## EXERCISE OBJECTIVE
Using the records below, copy out exactly the line that contains "point: the green running" and every line that follows it, up to and including the last, and no others.

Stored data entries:
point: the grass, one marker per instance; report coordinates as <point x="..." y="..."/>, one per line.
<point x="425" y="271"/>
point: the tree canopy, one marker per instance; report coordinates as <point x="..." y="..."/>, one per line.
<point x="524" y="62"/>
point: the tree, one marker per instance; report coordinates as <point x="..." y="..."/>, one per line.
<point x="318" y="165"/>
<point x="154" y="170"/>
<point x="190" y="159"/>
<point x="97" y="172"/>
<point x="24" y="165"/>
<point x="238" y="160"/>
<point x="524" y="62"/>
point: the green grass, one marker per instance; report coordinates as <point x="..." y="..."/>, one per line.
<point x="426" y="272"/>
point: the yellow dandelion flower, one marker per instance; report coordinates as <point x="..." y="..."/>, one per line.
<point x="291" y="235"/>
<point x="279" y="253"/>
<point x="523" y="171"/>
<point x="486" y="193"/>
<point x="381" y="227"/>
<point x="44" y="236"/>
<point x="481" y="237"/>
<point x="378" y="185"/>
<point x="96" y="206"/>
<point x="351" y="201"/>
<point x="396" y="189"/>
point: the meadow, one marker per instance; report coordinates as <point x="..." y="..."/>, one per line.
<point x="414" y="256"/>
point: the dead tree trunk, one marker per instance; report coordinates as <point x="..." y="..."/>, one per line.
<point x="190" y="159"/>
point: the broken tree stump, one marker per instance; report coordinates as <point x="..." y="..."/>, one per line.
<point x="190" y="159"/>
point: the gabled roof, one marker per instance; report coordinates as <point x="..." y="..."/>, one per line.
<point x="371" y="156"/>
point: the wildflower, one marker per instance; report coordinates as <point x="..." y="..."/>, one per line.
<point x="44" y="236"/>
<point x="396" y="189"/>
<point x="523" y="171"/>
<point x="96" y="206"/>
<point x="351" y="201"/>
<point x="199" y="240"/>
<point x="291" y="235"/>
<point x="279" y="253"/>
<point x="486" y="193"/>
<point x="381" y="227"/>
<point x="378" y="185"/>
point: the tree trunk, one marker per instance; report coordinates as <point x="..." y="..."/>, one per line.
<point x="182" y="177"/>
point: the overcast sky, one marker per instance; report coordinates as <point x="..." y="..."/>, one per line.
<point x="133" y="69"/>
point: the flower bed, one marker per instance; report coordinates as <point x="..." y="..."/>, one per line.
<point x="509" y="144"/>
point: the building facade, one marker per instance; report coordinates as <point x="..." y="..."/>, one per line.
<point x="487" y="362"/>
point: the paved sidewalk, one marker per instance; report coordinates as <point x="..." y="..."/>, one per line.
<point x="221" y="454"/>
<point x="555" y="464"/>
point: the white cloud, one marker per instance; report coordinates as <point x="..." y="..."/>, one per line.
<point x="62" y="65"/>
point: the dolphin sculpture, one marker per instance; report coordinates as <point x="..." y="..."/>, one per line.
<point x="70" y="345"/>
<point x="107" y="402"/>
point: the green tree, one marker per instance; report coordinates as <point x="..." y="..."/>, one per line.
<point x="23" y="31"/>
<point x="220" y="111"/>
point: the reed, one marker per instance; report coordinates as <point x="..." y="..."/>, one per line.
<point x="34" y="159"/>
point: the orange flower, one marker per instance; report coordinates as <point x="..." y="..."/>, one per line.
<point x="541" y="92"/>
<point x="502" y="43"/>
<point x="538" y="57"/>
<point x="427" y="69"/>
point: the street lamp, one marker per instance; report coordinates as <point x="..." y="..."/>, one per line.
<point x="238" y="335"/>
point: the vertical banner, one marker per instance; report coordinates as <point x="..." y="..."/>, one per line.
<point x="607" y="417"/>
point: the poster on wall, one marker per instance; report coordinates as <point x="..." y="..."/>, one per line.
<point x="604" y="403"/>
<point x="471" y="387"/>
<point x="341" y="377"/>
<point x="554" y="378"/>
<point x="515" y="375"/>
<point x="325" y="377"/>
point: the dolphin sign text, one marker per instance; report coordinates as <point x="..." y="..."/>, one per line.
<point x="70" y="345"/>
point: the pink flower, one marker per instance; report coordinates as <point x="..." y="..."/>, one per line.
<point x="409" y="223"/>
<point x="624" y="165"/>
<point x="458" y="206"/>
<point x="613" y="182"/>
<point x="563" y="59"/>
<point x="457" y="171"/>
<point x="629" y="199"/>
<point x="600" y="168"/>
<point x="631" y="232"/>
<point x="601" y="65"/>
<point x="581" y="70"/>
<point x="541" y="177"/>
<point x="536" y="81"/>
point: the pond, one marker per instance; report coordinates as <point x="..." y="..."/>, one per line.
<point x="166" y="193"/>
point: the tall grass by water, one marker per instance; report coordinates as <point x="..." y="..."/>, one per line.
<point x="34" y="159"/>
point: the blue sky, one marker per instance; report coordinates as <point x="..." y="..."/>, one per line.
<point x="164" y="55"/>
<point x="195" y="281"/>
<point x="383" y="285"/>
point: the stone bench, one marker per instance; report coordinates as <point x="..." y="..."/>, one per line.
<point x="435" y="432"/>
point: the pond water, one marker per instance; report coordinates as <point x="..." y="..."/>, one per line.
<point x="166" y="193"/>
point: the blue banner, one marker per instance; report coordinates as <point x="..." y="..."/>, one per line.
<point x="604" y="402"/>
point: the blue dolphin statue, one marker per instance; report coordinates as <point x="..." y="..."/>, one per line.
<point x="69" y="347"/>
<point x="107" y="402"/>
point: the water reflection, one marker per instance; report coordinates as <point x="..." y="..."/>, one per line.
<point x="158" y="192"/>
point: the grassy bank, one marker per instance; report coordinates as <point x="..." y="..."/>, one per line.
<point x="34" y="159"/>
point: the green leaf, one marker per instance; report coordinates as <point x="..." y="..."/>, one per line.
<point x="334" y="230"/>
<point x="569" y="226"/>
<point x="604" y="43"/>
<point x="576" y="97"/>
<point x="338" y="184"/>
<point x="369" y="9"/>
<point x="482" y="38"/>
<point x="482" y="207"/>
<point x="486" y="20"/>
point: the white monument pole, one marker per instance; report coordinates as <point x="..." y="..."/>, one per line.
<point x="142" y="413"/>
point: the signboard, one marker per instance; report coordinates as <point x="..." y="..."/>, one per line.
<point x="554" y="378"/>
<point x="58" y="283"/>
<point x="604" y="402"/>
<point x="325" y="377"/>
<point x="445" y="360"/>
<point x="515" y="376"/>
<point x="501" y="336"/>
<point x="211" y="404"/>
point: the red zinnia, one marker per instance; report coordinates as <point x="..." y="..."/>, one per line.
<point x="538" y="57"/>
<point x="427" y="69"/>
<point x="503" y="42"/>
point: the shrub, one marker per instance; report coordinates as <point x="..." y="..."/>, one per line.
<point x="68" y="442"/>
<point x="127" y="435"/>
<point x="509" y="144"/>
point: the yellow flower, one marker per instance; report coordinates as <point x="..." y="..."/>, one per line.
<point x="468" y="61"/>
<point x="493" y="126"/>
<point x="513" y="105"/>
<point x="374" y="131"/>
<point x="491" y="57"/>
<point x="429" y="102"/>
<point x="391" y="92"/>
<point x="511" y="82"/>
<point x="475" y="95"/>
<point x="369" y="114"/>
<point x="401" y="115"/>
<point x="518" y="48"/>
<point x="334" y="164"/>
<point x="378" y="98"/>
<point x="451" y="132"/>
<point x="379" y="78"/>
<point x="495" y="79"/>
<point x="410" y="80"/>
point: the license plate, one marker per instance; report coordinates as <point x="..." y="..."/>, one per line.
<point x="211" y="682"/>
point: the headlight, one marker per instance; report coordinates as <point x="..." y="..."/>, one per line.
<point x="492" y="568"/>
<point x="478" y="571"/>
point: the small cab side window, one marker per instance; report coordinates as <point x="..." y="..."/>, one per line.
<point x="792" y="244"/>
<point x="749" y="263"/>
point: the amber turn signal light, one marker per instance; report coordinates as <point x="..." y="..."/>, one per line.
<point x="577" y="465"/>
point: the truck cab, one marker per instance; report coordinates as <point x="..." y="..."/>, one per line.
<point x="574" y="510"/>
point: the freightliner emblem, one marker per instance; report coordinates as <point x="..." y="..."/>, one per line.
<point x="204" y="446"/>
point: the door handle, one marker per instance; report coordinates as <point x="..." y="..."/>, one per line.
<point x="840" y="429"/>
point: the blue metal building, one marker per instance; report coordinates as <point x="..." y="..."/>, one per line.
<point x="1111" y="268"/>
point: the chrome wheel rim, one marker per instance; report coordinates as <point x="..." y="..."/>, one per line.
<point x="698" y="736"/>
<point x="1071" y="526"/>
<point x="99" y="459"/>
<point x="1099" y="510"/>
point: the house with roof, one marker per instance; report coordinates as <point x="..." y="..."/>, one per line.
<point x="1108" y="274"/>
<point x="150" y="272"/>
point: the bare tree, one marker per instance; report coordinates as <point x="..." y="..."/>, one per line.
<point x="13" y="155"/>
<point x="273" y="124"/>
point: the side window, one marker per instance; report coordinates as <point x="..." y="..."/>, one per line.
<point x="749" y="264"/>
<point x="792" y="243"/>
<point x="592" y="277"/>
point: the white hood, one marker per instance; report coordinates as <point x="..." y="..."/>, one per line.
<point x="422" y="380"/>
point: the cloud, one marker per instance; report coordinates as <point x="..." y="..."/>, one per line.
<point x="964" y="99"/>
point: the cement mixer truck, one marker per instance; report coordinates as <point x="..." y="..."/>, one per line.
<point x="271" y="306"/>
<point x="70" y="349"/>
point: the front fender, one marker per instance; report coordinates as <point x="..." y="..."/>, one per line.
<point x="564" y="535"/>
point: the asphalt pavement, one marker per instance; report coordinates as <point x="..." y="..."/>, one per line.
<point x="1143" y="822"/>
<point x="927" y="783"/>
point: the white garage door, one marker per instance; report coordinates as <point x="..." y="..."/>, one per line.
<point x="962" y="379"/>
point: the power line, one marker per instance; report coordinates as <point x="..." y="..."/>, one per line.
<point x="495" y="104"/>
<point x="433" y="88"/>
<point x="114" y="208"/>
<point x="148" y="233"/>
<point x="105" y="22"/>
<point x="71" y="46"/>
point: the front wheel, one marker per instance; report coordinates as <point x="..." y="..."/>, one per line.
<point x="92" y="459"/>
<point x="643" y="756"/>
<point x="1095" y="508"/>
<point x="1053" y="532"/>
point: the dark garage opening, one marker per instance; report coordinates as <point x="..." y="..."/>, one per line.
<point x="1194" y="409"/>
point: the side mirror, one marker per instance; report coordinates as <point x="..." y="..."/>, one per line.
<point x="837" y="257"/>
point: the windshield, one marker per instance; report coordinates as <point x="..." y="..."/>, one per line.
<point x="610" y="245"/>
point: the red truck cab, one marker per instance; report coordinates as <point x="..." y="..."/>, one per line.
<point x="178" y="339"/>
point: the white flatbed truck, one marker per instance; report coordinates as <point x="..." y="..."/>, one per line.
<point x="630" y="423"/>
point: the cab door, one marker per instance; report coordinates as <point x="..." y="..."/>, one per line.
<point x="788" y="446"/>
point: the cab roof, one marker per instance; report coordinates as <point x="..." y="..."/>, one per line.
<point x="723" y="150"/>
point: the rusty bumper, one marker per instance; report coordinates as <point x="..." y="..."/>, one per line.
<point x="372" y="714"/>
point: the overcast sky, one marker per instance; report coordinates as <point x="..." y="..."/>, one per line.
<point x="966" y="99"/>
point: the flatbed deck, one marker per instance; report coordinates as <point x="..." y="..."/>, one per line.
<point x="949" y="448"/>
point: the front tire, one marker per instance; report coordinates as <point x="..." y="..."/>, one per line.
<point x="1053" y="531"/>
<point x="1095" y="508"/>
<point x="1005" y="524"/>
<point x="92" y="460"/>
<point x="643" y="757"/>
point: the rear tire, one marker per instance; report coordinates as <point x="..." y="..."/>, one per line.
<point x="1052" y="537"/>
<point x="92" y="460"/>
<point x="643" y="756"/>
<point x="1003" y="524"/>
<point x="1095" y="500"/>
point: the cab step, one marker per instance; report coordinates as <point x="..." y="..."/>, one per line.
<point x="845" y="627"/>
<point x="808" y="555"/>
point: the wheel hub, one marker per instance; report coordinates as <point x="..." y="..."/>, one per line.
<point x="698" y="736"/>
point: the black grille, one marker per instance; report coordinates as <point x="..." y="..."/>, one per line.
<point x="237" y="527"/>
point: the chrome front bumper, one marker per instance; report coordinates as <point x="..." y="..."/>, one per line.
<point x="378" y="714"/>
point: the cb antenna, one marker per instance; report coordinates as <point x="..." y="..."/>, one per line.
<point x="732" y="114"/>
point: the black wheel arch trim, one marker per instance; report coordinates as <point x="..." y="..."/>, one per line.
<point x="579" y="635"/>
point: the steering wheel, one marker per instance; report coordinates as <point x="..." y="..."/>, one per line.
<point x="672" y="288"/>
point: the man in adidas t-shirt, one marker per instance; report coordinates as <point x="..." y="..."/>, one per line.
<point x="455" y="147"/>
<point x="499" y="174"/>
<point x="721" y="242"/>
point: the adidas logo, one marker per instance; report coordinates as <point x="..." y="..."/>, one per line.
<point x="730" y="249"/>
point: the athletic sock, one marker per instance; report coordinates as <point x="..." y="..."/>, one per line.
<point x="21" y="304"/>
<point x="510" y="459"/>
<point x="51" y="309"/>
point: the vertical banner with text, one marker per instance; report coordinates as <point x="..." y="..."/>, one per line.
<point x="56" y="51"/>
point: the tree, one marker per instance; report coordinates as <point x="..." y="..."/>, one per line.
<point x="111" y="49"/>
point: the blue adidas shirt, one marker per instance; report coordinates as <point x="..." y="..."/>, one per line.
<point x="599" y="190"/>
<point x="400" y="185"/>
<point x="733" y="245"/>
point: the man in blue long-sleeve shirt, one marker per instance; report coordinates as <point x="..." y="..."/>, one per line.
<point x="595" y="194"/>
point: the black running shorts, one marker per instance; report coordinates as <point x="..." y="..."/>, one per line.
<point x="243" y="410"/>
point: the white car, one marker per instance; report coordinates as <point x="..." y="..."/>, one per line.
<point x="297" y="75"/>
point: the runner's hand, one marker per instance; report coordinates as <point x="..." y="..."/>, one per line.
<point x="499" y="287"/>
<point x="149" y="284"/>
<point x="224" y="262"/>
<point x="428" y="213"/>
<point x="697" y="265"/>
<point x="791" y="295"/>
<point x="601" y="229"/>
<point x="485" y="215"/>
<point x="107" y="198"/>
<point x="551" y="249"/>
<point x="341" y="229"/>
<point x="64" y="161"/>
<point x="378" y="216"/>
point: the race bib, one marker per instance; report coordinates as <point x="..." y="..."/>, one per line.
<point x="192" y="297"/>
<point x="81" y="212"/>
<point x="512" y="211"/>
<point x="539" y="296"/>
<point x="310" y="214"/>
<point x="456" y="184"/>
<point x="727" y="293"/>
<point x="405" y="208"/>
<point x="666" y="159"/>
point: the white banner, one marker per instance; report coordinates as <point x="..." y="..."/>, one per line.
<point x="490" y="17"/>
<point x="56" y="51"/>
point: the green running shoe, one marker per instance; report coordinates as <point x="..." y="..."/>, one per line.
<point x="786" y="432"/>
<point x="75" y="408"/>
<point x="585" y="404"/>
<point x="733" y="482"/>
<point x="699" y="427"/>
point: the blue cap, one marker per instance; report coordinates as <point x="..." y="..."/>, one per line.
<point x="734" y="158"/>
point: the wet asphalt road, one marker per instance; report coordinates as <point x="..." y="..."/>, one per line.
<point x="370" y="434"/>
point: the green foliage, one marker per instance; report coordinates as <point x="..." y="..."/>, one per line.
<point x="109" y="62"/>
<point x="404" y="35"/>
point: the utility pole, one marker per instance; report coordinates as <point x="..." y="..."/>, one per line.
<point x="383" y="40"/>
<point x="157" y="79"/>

## SOLUTION BELOW
point: the green running shoe, one marker per instance; report coordinates as <point x="..." y="..."/>, one per line.
<point x="786" y="432"/>
<point x="75" y="408"/>
<point x="585" y="404"/>
<point x="733" y="482"/>
<point x="699" y="427"/>
point: the blue cap, one marker per instance; report coordinates as <point x="..." y="..."/>, one per line.
<point x="734" y="158"/>
point: the wet asphalt road, one marker per instance; report coordinates as <point x="..." y="..."/>, one per line.
<point x="370" y="434"/>
point: the green foliage, one marker per instance; report coordinates as <point x="..." y="..."/>, one per line.
<point x="109" y="62"/>
<point x="404" y="35"/>
point: the utility pole, one marker per instance; report coordinates as <point x="..." y="..."/>, one per line.
<point x="383" y="40"/>
<point x="157" y="79"/>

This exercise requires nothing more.